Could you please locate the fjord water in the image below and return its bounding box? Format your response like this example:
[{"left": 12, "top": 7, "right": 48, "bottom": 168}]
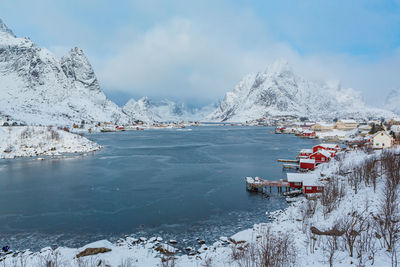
[{"left": 0, "top": 126, "right": 316, "bottom": 249}]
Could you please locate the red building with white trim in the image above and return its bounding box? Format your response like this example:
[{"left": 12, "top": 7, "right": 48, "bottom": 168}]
[
  {"left": 309, "top": 150, "right": 332, "bottom": 164},
  {"left": 300, "top": 159, "right": 315, "bottom": 170},
  {"left": 286, "top": 173, "right": 324, "bottom": 194}
]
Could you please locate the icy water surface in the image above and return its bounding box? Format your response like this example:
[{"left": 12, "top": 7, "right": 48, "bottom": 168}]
[{"left": 0, "top": 126, "right": 316, "bottom": 252}]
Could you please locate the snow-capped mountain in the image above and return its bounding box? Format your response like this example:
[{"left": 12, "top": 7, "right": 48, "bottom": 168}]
[
  {"left": 385, "top": 88, "right": 400, "bottom": 114},
  {"left": 0, "top": 20, "right": 129, "bottom": 125},
  {"left": 207, "top": 60, "right": 393, "bottom": 122},
  {"left": 122, "top": 97, "right": 215, "bottom": 123}
]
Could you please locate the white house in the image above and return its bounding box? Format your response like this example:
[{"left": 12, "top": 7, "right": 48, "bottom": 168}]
[{"left": 371, "top": 131, "right": 393, "bottom": 151}]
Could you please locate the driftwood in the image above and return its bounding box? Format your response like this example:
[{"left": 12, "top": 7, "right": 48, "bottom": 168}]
[
  {"left": 310, "top": 226, "right": 346, "bottom": 236},
  {"left": 76, "top": 248, "right": 111, "bottom": 258}
]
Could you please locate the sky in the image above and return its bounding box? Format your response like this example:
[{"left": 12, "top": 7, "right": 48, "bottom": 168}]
[{"left": 0, "top": 0, "right": 400, "bottom": 106}]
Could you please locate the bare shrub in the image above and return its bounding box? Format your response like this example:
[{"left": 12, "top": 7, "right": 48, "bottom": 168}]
[
  {"left": 161, "top": 255, "right": 176, "bottom": 267},
  {"left": 342, "top": 211, "right": 368, "bottom": 257},
  {"left": 348, "top": 166, "right": 364, "bottom": 194},
  {"left": 373, "top": 176, "right": 400, "bottom": 252},
  {"left": 361, "top": 158, "right": 378, "bottom": 191},
  {"left": 50, "top": 130, "right": 60, "bottom": 141},
  {"left": 381, "top": 151, "right": 400, "bottom": 186},
  {"left": 322, "top": 236, "right": 338, "bottom": 267},
  {"left": 354, "top": 219, "right": 377, "bottom": 266}
]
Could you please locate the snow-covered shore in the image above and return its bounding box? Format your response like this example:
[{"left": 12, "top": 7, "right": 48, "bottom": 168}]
[
  {"left": 0, "top": 126, "right": 100, "bottom": 159},
  {"left": 0, "top": 149, "right": 400, "bottom": 266}
]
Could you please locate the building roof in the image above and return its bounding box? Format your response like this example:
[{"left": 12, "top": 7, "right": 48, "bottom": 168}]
[
  {"left": 339, "top": 119, "right": 357, "bottom": 123},
  {"left": 310, "top": 150, "right": 331, "bottom": 158},
  {"left": 314, "top": 144, "right": 338, "bottom": 148},
  {"left": 315, "top": 121, "right": 335, "bottom": 127},
  {"left": 286, "top": 173, "right": 318, "bottom": 186},
  {"left": 371, "top": 131, "right": 392, "bottom": 138}
]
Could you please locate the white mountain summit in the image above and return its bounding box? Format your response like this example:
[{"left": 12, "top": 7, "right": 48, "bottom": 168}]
[
  {"left": 0, "top": 20, "right": 129, "bottom": 125},
  {"left": 207, "top": 60, "right": 393, "bottom": 122}
]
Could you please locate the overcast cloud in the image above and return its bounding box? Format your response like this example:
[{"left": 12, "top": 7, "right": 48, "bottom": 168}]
[{"left": 1, "top": 0, "right": 400, "bottom": 106}]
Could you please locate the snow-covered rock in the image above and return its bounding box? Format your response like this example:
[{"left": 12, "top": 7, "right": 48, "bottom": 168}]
[
  {"left": 385, "top": 88, "right": 400, "bottom": 114},
  {"left": 0, "top": 20, "right": 129, "bottom": 125},
  {"left": 207, "top": 60, "right": 393, "bottom": 122},
  {"left": 0, "top": 126, "right": 100, "bottom": 159}
]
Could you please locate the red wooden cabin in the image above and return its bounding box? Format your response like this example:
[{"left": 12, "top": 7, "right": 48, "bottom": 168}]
[
  {"left": 309, "top": 150, "right": 331, "bottom": 163},
  {"left": 313, "top": 144, "right": 340, "bottom": 153},
  {"left": 301, "top": 130, "right": 315, "bottom": 137},
  {"left": 299, "top": 149, "right": 314, "bottom": 158},
  {"left": 300, "top": 159, "right": 315, "bottom": 170},
  {"left": 303, "top": 185, "right": 324, "bottom": 194}
]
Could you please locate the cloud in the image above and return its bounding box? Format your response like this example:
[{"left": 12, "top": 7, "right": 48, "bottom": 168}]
[
  {"left": 2, "top": 0, "right": 400, "bottom": 105},
  {"left": 98, "top": 11, "right": 400, "bottom": 105}
]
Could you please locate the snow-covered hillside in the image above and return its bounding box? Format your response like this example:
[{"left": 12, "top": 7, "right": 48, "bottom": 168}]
[
  {"left": 0, "top": 20, "right": 129, "bottom": 125},
  {"left": 0, "top": 149, "right": 400, "bottom": 267},
  {"left": 208, "top": 60, "right": 393, "bottom": 122},
  {"left": 0, "top": 126, "right": 100, "bottom": 159},
  {"left": 122, "top": 97, "right": 214, "bottom": 123},
  {"left": 385, "top": 88, "right": 400, "bottom": 114}
]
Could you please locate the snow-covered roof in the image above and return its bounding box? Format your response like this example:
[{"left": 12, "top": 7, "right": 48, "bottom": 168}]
[
  {"left": 315, "top": 121, "right": 335, "bottom": 127},
  {"left": 313, "top": 149, "right": 331, "bottom": 158},
  {"left": 390, "top": 125, "right": 400, "bottom": 132},
  {"left": 358, "top": 125, "right": 371, "bottom": 129},
  {"left": 371, "top": 131, "right": 392, "bottom": 138},
  {"left": 300, "top": 159, "right": 315, "bottom": 164},
  {"left": 286, "top": 173, "right": 318, "bottom": 186},
  {"left": 340, "top": 119, "right": 357, "bottom": 123},
  {"left": 316, "top": 144, "right": 338, "bottom": 148}
]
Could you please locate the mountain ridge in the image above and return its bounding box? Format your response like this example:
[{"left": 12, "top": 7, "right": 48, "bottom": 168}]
[{"left": 207, "top": 60, "right": 393, "bottom": 122}]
□ □ □
* Exercise goal
Identify every line in the material above that contains the word "building", matching case exactly, and copy each of those lines in full.

* Solution to this problem
Could you please locate the red building with white trim in the image above and return its bounding box? Format your response like this example:
Could you please locate the building roof in the image above and return its bounding box? Format your response like this example:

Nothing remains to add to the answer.